— JOB —
Render the lines of the data below as a JSON list of strings, one string per line and no blank lines. Start at the line containing "of the basketball" and go through the last line of the data.

***** DATA FOR THIS TASK

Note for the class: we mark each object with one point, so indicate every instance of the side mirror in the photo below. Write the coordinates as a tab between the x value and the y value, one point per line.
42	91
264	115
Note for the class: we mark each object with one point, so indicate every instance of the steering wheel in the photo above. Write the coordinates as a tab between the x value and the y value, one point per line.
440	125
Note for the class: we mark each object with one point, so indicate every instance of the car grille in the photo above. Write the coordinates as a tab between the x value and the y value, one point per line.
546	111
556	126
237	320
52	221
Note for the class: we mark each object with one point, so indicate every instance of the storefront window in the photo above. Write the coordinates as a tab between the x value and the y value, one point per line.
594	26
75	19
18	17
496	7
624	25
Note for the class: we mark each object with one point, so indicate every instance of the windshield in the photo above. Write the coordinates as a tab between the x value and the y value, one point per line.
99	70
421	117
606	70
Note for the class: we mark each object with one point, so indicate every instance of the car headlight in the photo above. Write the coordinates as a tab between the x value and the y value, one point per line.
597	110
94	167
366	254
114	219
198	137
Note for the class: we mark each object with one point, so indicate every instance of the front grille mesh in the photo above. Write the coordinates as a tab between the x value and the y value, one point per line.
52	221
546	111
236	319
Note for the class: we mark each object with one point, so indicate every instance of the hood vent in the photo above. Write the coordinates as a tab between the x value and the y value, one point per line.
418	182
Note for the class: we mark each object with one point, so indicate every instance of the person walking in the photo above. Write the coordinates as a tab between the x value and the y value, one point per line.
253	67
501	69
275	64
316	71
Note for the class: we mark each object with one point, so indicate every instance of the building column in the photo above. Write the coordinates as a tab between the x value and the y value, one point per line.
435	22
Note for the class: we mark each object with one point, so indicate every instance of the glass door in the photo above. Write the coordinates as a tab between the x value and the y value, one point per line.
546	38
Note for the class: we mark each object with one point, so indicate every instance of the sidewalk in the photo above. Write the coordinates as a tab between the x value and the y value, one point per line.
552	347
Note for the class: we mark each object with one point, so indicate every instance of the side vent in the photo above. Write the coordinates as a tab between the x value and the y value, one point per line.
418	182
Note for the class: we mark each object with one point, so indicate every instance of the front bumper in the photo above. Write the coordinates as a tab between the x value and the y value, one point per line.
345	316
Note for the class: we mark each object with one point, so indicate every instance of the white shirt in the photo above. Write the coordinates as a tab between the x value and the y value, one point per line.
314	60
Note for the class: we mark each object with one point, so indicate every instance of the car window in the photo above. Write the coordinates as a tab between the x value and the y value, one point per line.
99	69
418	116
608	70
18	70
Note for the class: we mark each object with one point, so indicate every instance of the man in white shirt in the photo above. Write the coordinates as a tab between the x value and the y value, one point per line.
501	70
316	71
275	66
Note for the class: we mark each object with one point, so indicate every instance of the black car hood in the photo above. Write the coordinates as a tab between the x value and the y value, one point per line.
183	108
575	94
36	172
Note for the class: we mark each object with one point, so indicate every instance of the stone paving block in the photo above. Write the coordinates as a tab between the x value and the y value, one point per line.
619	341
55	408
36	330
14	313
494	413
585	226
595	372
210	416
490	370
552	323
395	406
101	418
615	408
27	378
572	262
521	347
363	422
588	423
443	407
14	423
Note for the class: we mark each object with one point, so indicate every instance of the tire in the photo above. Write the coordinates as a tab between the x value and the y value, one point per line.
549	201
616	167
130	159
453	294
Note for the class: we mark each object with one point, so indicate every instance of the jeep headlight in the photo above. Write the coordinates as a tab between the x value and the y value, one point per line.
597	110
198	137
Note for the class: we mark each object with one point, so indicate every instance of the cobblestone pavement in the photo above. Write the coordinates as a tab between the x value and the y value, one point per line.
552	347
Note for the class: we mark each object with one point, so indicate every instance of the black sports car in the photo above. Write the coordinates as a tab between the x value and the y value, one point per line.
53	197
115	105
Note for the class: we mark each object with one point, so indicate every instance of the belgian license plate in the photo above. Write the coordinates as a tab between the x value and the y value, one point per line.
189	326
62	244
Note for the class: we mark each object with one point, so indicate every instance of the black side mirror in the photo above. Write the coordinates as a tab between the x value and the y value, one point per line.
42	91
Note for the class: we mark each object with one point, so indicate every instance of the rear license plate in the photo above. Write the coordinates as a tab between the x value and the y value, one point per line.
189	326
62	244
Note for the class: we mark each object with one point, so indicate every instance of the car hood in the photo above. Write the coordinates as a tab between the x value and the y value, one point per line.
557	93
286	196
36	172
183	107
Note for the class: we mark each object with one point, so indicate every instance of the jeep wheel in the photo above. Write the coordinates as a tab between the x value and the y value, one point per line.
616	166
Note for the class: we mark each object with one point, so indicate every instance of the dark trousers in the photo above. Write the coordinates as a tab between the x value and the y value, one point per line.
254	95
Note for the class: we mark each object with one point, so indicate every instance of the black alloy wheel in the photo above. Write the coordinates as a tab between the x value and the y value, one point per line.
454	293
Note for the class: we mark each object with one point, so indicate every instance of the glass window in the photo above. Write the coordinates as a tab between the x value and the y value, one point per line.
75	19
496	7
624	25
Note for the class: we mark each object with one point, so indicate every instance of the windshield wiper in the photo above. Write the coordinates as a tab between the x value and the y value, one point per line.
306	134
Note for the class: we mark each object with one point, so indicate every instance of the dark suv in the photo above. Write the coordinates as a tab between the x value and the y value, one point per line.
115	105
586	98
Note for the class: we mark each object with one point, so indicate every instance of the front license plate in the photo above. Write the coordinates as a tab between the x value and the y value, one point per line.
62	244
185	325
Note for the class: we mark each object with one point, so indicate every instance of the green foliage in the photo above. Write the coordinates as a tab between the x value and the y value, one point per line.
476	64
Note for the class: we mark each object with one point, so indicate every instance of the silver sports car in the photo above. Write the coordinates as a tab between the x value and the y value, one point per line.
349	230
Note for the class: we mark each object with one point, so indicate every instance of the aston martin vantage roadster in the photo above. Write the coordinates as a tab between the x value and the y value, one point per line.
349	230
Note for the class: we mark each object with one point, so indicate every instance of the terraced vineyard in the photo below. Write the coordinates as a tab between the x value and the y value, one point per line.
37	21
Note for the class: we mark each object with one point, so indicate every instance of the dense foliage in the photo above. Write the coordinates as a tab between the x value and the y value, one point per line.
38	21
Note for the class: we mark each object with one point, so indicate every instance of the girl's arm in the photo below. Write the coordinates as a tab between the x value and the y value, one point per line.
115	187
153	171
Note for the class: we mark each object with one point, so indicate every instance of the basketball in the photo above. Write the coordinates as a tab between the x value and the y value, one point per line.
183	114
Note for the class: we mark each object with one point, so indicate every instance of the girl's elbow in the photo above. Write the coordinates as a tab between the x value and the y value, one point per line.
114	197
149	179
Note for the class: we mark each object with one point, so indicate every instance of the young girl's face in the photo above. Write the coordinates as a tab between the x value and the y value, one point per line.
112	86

**********

— RESULT FOR THIS TASK —
[
  "Note for the class: we mark each object with one point, so indicate every instance of the basketball in the photo above. Write the coordinates as a tab between the x value and the y value, one point per line.",
  "183\t114",
  "Note for the class: we mark each object with one point, so indicate every instance of the girl's elbow in the photo above. Write the coordinates as a tab between the x value and the y value, one point per line.",
  "114\t197",
  "149\t179",
  "Note for the class: we mark each object with one point, so indicate every instance of the young girl's face in the photo above. Write the coordinates as a tab between the x value and the y value, one point per line.",
  "112\t86"
]